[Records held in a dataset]

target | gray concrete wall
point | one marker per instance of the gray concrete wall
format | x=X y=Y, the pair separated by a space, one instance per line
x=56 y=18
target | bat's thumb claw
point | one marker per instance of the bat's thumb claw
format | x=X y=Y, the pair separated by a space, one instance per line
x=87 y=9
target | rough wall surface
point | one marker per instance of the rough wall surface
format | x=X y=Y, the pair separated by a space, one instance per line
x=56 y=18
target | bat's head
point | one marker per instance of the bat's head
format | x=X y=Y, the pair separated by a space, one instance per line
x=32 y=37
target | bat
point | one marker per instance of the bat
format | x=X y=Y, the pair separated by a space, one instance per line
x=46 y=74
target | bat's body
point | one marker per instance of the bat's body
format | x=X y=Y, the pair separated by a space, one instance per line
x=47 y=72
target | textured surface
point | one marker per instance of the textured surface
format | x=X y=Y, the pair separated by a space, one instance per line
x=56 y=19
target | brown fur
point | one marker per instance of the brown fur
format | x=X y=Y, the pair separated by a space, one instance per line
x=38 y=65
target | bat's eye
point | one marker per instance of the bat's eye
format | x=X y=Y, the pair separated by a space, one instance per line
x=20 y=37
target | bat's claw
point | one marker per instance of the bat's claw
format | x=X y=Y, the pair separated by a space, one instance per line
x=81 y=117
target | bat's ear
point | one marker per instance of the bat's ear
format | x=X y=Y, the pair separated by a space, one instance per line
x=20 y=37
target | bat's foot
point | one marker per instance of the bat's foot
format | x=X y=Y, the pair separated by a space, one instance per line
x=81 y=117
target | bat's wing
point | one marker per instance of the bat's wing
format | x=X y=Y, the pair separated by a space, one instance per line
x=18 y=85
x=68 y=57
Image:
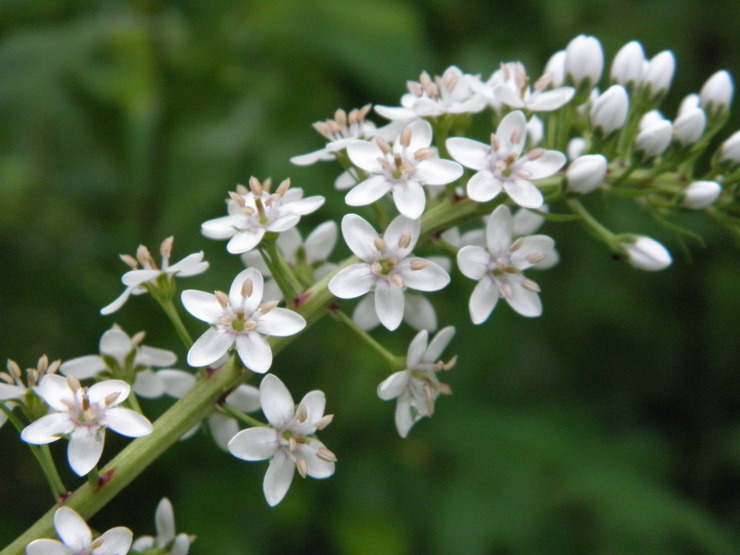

#### Problem requirements:
Reproduce every item above verbatim, leaving the picture out of your reply.

#### Answer below:
target | gray concrete wall
point | one marker per instance of the gray concrete wall
format | x=X y=Y, the pair separated by a space, one instance per line
x=56 y=18
target | bat's thumb claw
point | one marker per instance of the bat's thumb claw
format | x=X y=Y, the pair separated by a space, one instance per line
x=87 y=9
target | rough wall surface
point | one marker per instance of the rough wall surface
format | x=X y=Y, the pair separated by a space, one instance per line
x=56 y=18
target | bat's head
point | one marker per instance of the bat's head
format | x=X y=Y, the pair separated by a space, one instance per line
x=32 y=37
target | bat
point | one marker per instance of the bat
format | x=X y=Y, the pair separated by a space, one instance per line
x=46 y=74
target | bat's body
point | one marker per instance of the bat's body
format | x=X y=Y, the pair separated by a space, one instance per line
x=47 y=72
target | textured surface
point | one marker per instance of the textured surface
format | x=X y=Y, the pair separated by a space, one instance per line
x=56 y=19
target | brown fur
point | one marker per instance of the brown fur
format | x=X y=Y, the pair separated by a space, one instance per line
x=38 y=65
target | bat's eye
point | one marker per instance of the bat's eye
format | x=X y=Y, the pair separated by a space, one instance per line
x=20 y=37
target | bat's claw
point | one marker per instance of the bat's claw
format | x=X y=Y, the pair separated by a space, one instance per line
x=81 y=117
target | bat's ear
point | one marker per instance of the bat's ear
format | x=X y=Y, the pair separated by a space, one instance per line
x=20 y=37
target | bat's foot
point | one marker per instance of the bat's foot
format | x=X y=Y, the pair separated by a space, one instance per line
x=81 y=117
target | bat's wing
point | one marker per instance of the bat's wing
format | x=X y=Y, the pair separated by a space, one instance per line
x=18 y=85
x=68 y=57
Image:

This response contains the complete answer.